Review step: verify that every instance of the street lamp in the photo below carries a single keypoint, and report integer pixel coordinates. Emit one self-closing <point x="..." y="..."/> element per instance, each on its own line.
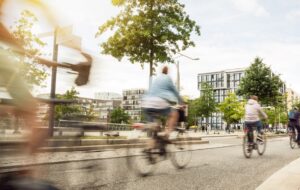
<point x="177" y="67"/>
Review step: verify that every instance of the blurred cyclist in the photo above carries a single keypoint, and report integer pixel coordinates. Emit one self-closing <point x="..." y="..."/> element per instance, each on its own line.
<point x="23" y="102"/>
<point x="253" y="111"/>
<point x="294" y="116"/>
<point x="160" y="98"/>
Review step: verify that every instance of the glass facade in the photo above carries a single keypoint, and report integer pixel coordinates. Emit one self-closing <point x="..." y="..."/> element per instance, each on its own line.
<point x="132" y="103"/>
<point x="222" y="83"/>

▶ _Brief_: Only the stretch of lines that begins with the one holding "Review step: verify that every instance of the glass" and ends with the last line above belongs in the answer; please write it out exactly.

▶ _Answer for this exercise_:
Review step: verify that every instance of the glass facade in the photo above carries a single keypoint, and report integer pixel coordinates. Emit one self-closing <point x="..." y="..."/> element per instance, each on its own line.
<point x="132" y="103"/>
<point x="222" y="83"/>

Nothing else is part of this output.